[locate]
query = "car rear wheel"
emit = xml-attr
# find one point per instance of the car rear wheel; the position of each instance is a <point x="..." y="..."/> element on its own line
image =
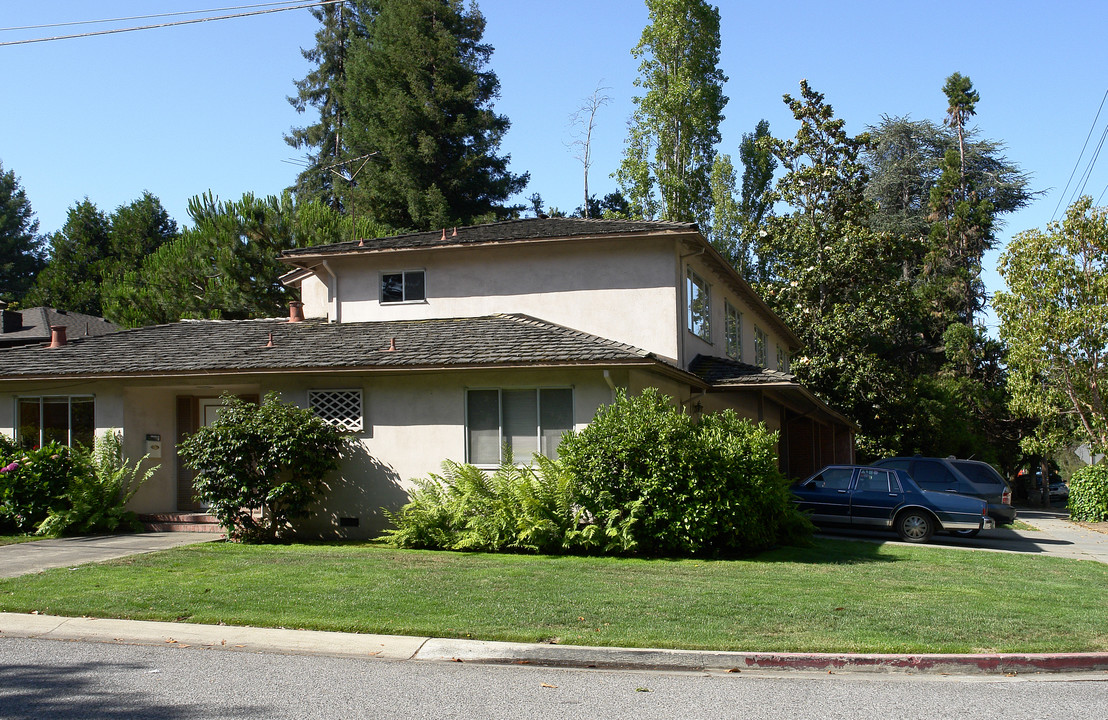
<point x="914" y="526"/>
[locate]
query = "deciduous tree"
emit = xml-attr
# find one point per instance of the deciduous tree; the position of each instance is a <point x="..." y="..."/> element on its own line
<point x="1054" y="317"/>
<point x="672" y="142"/>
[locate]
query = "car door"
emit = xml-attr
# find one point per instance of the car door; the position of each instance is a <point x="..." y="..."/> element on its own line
<point x="827" y="495"/>
<point x="874" y="497"/>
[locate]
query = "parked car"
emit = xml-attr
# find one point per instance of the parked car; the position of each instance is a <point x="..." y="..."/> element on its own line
<point x="962" y="476"/>
<point x="867" y="496"/>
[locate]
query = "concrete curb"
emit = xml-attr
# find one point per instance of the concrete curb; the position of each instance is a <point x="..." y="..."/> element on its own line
<point x="392" y="647"/>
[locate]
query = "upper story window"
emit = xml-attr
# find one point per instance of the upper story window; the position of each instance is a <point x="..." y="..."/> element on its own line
<point x="699" y="308"/>
<point x="409" y="286"/>
<point x="68" y="419"/>
<point x="734" y="332"/>
<point x="760" y="347"/>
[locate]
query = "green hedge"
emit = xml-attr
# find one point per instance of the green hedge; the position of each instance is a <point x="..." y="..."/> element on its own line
<point x="1088" y="494"/>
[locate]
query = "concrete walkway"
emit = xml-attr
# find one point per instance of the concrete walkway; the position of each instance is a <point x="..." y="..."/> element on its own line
<point x="65" y="552"/>
<point x="1055" y="536"/>
<point x="399" y="648"/>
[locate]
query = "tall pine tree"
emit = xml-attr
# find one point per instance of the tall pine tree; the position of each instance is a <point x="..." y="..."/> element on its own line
<point x="20" y="246"/>
<point x="418" y="101"/>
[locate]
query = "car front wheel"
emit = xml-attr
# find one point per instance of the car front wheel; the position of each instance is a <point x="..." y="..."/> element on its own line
<point x="914" y="526"/>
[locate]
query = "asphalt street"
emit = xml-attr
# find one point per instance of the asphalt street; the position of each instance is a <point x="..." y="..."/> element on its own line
<point x="93" y="681"/>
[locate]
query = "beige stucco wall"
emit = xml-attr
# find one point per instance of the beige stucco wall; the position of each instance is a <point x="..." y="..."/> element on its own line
<point x="720" y="291"/>
<point x="614" y="289"/>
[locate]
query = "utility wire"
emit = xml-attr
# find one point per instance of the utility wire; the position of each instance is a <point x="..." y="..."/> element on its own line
<point x="171" y="24"/>
<point x="1091" y="127"/>
<point x="162" y="14"/>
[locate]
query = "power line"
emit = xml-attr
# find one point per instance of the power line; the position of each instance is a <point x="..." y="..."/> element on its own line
<point x="171" y="24"/>
<point x="1091" y="127"/>
<point x="161" y="14"/>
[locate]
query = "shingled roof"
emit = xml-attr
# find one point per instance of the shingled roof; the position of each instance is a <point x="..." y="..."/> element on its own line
<point x="493" y="233"/>
<point x="207" y="347"/>
<point x="32" y="325"/>
<point x="724" y="372"/>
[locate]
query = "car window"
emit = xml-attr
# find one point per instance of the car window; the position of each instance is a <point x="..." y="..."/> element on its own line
<point x="872" y="481"/>
<point x="933" y="475"/>
<point x="978" y="473"/>
<point x="833" y="479"/>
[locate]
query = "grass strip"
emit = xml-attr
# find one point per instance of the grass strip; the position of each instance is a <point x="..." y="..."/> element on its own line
<point x="834" y="596"/>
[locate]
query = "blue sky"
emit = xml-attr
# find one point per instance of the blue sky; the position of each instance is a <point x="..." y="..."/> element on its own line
<point x="181" y="111"/>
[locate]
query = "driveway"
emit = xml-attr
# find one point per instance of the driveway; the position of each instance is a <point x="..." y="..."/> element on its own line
<point x="1054" y="535"/>
<point x="22" y="558"/>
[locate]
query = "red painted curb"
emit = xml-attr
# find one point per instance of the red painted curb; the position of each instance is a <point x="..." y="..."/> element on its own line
<point x="978" y="662"/>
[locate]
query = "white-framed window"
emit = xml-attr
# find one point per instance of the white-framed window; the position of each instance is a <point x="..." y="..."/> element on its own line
<point x="339" y="408"/>
<point x="403" y="286"/>
<point x="68" y="419"/>
<point x="760" y="348"/>
<point x="699" y="306"/>
<point x="525" y="421"/>
<point x="734" y="331"/>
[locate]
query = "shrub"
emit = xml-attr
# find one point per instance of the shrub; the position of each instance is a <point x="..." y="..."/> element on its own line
<point x="656" y="482"/>
<point x="259" y="466"/>
<point x="1088" y="494"/>
<point x="95" y="499"/>
<point x="33" y="483"/>
<point x="516" y="507"/>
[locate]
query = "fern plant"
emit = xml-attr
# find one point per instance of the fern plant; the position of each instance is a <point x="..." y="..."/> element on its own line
<point x="96" y="500"/>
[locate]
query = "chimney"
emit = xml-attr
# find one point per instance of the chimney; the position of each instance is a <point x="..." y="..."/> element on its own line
<point x="57" y="337"/>
<point x="10" y="320"/>
<point x="296" y="311"/>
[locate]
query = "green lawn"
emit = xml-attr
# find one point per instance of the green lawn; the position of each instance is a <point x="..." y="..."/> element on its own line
<point x="834" y="596"/>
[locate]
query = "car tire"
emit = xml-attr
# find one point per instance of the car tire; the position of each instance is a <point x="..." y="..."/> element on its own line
<point x="914" y="526"/>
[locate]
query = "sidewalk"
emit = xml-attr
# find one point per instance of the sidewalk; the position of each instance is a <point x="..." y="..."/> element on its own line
<point x="22" y="558"/>
<point x="398" y="648"/>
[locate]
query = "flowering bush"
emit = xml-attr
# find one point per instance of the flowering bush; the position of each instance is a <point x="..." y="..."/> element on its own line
<point x="33" y="483"/>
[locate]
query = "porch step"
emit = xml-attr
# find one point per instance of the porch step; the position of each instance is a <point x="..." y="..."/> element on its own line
<point x="180" y="523"/>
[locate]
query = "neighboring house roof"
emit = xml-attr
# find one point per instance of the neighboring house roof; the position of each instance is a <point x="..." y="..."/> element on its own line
<point x="727" y="372"/>
<point x="494" y="233"/>
<point x="206" y="347"/>
<point x="32" y="326"/>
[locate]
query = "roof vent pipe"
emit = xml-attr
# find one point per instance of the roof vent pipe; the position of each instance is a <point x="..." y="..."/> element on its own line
<point x="296" y="311"/>
<point x="57" y="337"/>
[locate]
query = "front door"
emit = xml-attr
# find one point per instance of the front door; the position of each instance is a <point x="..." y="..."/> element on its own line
<point x="192" y="414"/>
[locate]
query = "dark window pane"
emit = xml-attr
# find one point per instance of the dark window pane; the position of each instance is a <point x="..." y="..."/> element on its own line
<point x="483" y="427"/>
<point x="55" y="420"/>
<point x="555" y="418"/>
<point x="392" y="287"/>
<point x="932" y="475"/>
<point x="413" y="286"/>
<point x="521" y="423"/>
<point x="84" y="427"/>
<point x="30" y="422"/>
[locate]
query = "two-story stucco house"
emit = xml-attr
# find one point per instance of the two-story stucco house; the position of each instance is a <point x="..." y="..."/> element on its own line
<point x="447" y="345"/>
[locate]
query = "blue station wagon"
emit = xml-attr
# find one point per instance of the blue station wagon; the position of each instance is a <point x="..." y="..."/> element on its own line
<point x="876" y="497"/>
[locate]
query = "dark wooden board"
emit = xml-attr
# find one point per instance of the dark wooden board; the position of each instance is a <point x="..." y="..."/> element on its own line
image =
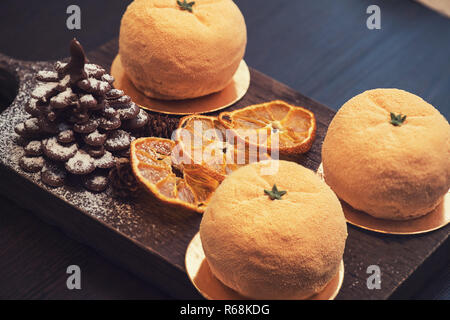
<point x="153" y="245"/>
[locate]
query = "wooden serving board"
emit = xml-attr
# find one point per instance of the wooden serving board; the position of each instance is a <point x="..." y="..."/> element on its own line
<point x="152" y="245"/>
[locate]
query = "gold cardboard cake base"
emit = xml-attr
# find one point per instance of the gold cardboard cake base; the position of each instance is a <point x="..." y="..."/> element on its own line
<point x="212" y="289"/>
<point x="434" y="220"/>
<point x="213" y="102"/>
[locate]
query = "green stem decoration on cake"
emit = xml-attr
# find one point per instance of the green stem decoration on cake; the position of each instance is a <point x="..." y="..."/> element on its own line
<point x="275" y="194"/>
<point x="397" y="120"/>
<point x="185" y="5"/>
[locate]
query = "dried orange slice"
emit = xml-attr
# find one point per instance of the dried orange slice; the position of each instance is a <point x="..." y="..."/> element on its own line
<point x="275" y="125"/>
<point x="155" y="166"/>
<point x="204" y="142"/>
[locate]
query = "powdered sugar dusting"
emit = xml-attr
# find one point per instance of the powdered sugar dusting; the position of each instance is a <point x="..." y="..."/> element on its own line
<point x="132" y="218"/>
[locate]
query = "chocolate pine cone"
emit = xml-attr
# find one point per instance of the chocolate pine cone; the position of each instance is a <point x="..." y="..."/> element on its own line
<point x="122" y="179"/>
<point x="80" y="120"/>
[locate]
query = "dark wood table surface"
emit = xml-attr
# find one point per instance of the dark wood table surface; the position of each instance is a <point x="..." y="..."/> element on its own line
<point x="320" y="48"/>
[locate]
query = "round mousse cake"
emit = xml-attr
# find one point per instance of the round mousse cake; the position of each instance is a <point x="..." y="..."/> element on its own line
<point x="274" y="236"/>
<point x="387" y="153"/>
<point x="175" y="51"/>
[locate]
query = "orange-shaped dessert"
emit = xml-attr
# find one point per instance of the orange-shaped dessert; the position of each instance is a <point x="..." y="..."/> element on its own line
<point x="276" y="126"/>
<point x="155" y="165"/>
<point x="274" y="236"/>
<point x="205" y="142"/>
<point x="387" y="153"/>
<point x="174" y="50"/>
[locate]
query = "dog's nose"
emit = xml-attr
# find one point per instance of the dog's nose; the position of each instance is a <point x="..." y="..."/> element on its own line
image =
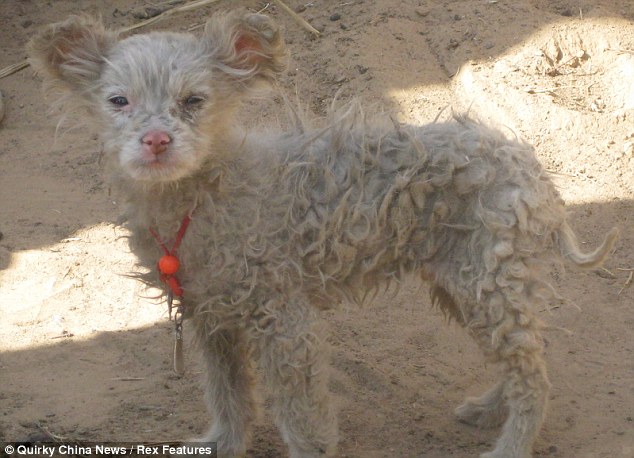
<point x="156" y="141"/>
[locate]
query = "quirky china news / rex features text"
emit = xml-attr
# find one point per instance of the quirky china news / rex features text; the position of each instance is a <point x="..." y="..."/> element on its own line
<point x="71" y="450"/>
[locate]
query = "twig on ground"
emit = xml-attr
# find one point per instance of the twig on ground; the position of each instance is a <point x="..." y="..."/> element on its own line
<point x="297" y="18"/>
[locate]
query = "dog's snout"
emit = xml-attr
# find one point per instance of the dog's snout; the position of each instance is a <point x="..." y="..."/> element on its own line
<point x="156" y="141"/>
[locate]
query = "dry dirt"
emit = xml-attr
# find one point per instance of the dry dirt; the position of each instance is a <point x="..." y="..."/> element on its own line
<point x="85" y="351"/>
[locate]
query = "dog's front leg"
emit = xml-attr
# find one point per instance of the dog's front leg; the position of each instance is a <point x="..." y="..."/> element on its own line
<point x="294" y="358"/>
<point x="228" y="390"/>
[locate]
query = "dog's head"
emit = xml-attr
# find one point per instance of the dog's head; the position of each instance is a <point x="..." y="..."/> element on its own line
<point x="161" y="100"/>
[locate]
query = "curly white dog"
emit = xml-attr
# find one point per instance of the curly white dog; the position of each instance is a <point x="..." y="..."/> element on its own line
<point x="269" y="227"/>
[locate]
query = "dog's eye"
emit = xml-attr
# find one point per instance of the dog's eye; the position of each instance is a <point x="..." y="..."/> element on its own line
<point x="118" y="100"/>
<point x="194" y="100"/>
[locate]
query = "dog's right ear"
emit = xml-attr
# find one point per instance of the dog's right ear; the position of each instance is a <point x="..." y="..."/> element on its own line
<point x="248" y="48"/>
<point x="70" y="54"/>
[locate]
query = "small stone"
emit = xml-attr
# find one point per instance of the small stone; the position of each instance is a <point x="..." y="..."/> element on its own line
<point x="453" y="44"/>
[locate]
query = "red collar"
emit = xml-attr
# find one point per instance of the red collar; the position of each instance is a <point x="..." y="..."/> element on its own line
<point x="169" y="263"/>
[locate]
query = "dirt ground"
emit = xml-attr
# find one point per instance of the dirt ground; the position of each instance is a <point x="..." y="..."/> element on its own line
<point x="85" y="351"/>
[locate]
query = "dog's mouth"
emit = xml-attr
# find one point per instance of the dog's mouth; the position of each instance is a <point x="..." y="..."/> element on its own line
<point x="159" y="168"/>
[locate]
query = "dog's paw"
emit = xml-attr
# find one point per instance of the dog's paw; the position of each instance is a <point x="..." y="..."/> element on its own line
<point x="475" y="413"/>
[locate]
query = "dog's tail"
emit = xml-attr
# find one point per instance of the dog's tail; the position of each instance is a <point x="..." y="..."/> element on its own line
<point x="569" y="246"/>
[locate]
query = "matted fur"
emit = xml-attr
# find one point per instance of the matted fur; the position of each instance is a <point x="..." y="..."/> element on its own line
<point x="286" y="223"/>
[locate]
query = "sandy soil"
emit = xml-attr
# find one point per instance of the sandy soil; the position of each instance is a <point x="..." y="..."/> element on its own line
<point x="85" y="351"/>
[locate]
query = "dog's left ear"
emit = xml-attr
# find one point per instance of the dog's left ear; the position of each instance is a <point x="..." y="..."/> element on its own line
<point x="247" y="47"/>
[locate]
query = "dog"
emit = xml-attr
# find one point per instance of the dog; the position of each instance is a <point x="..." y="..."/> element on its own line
<point x="270" y="227"/>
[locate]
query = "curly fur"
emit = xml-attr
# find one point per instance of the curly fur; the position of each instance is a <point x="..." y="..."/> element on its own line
<point x="286" y="223"/>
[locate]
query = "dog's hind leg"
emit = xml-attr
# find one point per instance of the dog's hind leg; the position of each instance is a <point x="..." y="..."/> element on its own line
<point x="228" y="390"/>
<point x="294" y="359"/>
<point x="514" y="342"/>
<point x="487" y="411"/>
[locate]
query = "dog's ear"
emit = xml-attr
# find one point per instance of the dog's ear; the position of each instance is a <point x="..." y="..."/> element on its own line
<point x="70" y="54"/>
<point x="247" y="47"/>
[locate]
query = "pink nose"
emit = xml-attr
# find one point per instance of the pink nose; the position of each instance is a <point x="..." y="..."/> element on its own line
<point x="156" y="141"/>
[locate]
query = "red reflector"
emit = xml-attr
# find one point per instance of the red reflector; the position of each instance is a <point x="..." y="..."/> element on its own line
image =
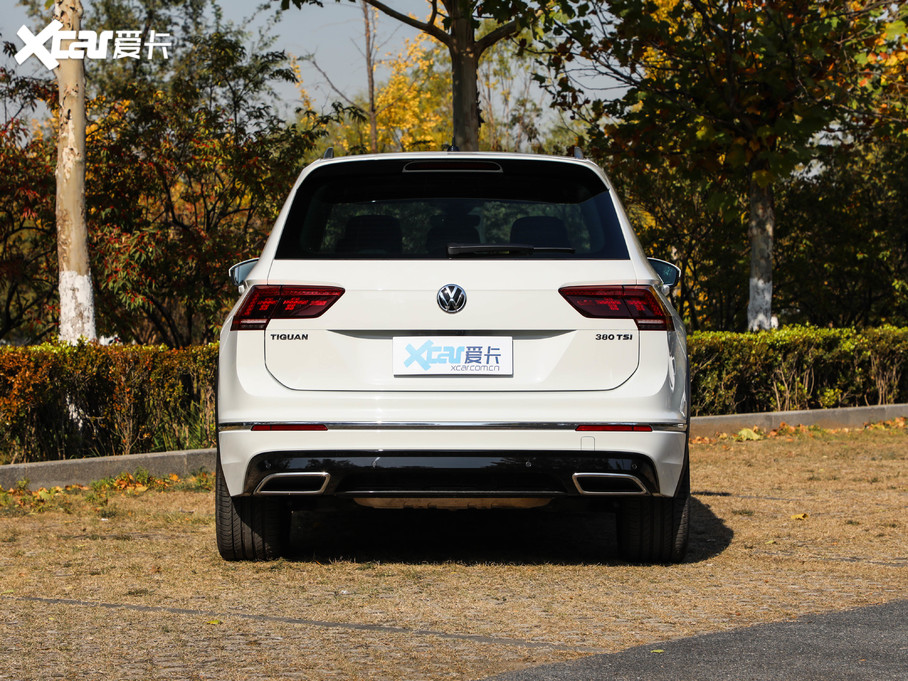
<point x="264" y="303"/>
<point x="639" y="303"/>
<point x="274" y="427"/>
<point x="615" y="428"/>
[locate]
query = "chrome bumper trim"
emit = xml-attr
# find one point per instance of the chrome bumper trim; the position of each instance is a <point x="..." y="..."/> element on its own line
<point x="454" y="425"/>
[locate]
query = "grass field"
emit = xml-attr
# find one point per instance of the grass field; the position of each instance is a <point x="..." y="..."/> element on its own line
<point x="123" y="581"/>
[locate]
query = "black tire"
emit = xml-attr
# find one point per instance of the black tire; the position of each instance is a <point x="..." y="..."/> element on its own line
<point x="655" y="529"/>
<point x="249" y="528"/>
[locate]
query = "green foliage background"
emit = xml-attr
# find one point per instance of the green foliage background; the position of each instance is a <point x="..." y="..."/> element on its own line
<point x="60" y="402"/>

**Written request:**
Identify and copy every line of the records above that holds the word "asphalt", matching case exactly.

**Written answer:**
query = "asphalt street"
# find one point per instance of the asphalt street; the position of each instance is a <point x="..." y="..."/> element on its own line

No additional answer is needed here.